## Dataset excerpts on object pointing

□ □ □ □ □ □ □

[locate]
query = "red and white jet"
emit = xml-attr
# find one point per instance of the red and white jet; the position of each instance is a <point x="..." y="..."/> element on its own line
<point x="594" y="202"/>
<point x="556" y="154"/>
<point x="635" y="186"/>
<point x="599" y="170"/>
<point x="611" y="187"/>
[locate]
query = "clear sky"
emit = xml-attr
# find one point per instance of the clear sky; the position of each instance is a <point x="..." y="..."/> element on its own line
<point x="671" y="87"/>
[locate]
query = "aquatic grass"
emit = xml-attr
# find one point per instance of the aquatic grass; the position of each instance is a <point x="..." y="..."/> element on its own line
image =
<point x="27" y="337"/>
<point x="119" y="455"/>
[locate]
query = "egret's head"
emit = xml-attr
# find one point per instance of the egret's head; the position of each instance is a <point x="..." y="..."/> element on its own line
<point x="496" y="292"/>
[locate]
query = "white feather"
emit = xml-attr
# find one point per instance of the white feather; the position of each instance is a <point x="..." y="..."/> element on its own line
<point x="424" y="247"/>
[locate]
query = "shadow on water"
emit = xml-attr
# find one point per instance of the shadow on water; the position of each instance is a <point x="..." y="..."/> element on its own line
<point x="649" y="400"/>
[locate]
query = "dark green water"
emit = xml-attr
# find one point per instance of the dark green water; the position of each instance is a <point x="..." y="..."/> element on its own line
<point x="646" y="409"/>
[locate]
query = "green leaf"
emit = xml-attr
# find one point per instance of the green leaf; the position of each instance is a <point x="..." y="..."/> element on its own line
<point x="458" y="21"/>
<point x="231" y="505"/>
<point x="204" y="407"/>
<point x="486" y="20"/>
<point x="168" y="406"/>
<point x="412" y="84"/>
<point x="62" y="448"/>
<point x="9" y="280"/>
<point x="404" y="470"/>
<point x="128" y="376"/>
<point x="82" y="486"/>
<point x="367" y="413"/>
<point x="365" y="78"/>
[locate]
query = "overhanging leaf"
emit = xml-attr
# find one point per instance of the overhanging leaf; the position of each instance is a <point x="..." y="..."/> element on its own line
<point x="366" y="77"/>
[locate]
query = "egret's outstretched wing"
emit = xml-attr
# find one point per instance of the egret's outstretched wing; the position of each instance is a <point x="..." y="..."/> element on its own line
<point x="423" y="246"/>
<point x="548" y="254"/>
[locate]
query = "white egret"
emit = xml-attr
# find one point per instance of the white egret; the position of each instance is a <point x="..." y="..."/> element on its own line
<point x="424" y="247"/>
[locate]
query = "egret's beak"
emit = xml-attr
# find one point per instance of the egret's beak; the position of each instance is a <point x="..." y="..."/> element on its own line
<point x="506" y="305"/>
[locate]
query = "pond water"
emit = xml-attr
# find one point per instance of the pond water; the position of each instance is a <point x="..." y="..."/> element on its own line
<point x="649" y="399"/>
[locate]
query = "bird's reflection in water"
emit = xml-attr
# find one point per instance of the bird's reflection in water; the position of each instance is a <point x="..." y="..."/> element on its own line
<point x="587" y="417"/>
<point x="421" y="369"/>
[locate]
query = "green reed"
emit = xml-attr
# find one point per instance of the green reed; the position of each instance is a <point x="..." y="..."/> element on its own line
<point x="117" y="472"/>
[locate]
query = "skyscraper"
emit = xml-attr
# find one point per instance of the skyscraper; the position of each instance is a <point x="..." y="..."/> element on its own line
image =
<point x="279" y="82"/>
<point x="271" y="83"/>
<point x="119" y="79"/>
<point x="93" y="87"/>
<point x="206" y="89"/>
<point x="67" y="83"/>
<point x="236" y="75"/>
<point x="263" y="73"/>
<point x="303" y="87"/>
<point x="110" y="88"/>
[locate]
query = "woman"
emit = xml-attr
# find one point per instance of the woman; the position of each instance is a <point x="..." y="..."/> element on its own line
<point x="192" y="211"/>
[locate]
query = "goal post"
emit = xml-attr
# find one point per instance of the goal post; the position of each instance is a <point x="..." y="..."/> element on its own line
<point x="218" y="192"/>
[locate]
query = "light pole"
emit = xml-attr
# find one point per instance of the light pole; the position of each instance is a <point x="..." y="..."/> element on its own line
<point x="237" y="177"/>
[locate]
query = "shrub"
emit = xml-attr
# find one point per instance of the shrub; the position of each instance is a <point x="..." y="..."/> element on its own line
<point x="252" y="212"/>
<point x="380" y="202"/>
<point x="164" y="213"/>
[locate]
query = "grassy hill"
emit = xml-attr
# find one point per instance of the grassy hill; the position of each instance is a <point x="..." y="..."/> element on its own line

□ □ □ □ □ □ □

## Direction
Would you restate each of the entries word for word?

## Solution
[locate]
query = "red and white jet"
emit = xml-attr
# find one point per instance of the red and white jet; the position of each instance is a <point x="..." y="..."/> element on its own line
<point x="594" y="202"/>
<point x="556" y="154"/>
<point x="635" y="186"/>
<point x="599" y="170"/>
<point x="611" y="187"/>
[locate]
query = "clear sky"
emit = xml-attr
# find one point per instance of the clear sky; the position of each instance is a <point x="..." y="..."/> element on its own line
<point x="671" y="87"/>
[locate]
query = "aquatic grass"
emit = xml-attr
# find one point per instance of the aquatic grass; the position of each instance is a <point x="..." y="..."/> element on its own line
image =
<point x="27" y="337"/>
<point x="119" y="455"/>
[locate]
query = "egret's head"
emit = xml-attr
# find one point per instance of the egret's head; the position of each instance is a <point x="..." y="..."/> element on its own line
<point x="496" y="292"/>
[locate]
query = "white feather"
emit = xml-attr
# find one point per instance of the white feather; the position of each instance is a <point x="..." y="..."/> element on its own line
<point x="424" y="247"/>
[locate]
query = "shadow on water"
emit = xml-attr
# find one point per instance of the shadow on water; the position of each instance is a <point x="..." y="..."/> element on its own line
<point x="649" y="400"/>
[locate]
query = "dark green water"
emit = xml-attr
# find one point per instance of the dark green water; the position of each instance is a <point x="..." y="..."/> element on its own line
<point x="646" y="409"/>
[locate]
query = "green leaf"
emit = xml-attr
# find one point per instance of the green leaf; the position of each instance is a <point x="..." y="..."/> element on its own line
<point x="458" y="21"/>
<point x="231" y="505"/>
<point x="204" y="407"/>
<point x="486" y="20"/>
<point x="168" y="406"/>
<point x="412" y="84"/>
<point x="62" y="448"/>
<point x="9" y="280"/>
<point x="404" y="470"/>
<point x="128" y="376"/>
<point x="82" y="486"/>
<point x="367" y="413"/>
<point x="365" y="78"/>
[locate]
query = "overhanging leaf"
emit = xml-attr
# find one point per instance of the overhanging leaf; the position of each instance is a <point x="..." y="..."/> element on its own line
<point x="366" y="77"/>
[locate]
query = "egret's outstretched wing"
emit = xml-attr
# find one point per instance of the egret's outstretched wing; the position of each instance is a <point x="..." y="..."/> element on its own line
<point x="423" y="246"/>
<point x="548" y="254"/>
[locate]
query = "white egret"
emit = xml-attr
# find one point per instance of the white egret; the position of each instance is a <point x="..." y="..."/> element on its own line
<point x="424" y="247"/>
[locate]
query = "egret's beak"
emit = xml-attr
# find one point per instance of the egret's beak; the position of each instance is a <point x="..." y="..."/> element on its own line
<point x="506" y="305"/>
[locate]
query = "pond water"
emit = xml-attr
# find one point per instance of the pond water; the position of each instance is a <point x="..." y="..."/> element on its own line
<point x="649" y="399"/>
[locate]
query = "bird's reflection in water"
emit = xml-attr
# find one point per instance of the bird's reflection in water; the position of each instance is a <point x="..." y="..."/> element on its own line
<point x="587" y="417"/>
<point x="421" y="369"/>
[locate]
query = "green reed"
emit = xml-attr
# find one point per instance of the green reed; the position of each instance is a <point x="..." y="..."/> element on its own line
<point x="117" y="472"/>
[locate]
query = "skyscraper"
emit = xml-attr
# find one point per instance of the skyscraper; the position of each instance is a <point x="..." y="..."/> element on its own line
image =
<point x="279" y="82"/>
<point x="271" y="83"/>
<point x="119" y="79"/>
<point x="93" y="87"/>
<point x="206" y="89"/>
<point x="67" y="83"/>
<point x="236" y="75"/>
<point x="263" y="73"/>
<point x="303" y="87"/>
<point x="110" y="88"/>
[locate]
query = "woman"
emit = xml-attr
# find one point per instance of the woman; the position of each instance is a <point x="..." y="..."/> element on its own line
<point x="192" y="211"/>
[locate]
query = "goal post"
emit = xml-attr
# find one point per instance of the goal post; the position of each instance is a <point x="..." y="..."/> element on its own line
<point x="218" y="192"/>
[locate]
query = "light pole"
emit = xml-attr
# find one point per instance of the light pole; the position of each instance is a <point x="..." y="..."/> element on its own line
<point x="237" y="177"/>
[locate]
query = "shrub"
emit = xml-attr
# find one point per instance of the shrub; the position of each instance is a <point x="..." y="..."/> element on its own line
<point x="252" y="212"/>
<point x="380" y="202"/>
<point x="164" y="213"/>
[locate]
query = "grassy hill"
emit = xml-attr
# find one point per instance of the grassy hill; the position of each instance is a <point x="..." y="..."/> element on its own line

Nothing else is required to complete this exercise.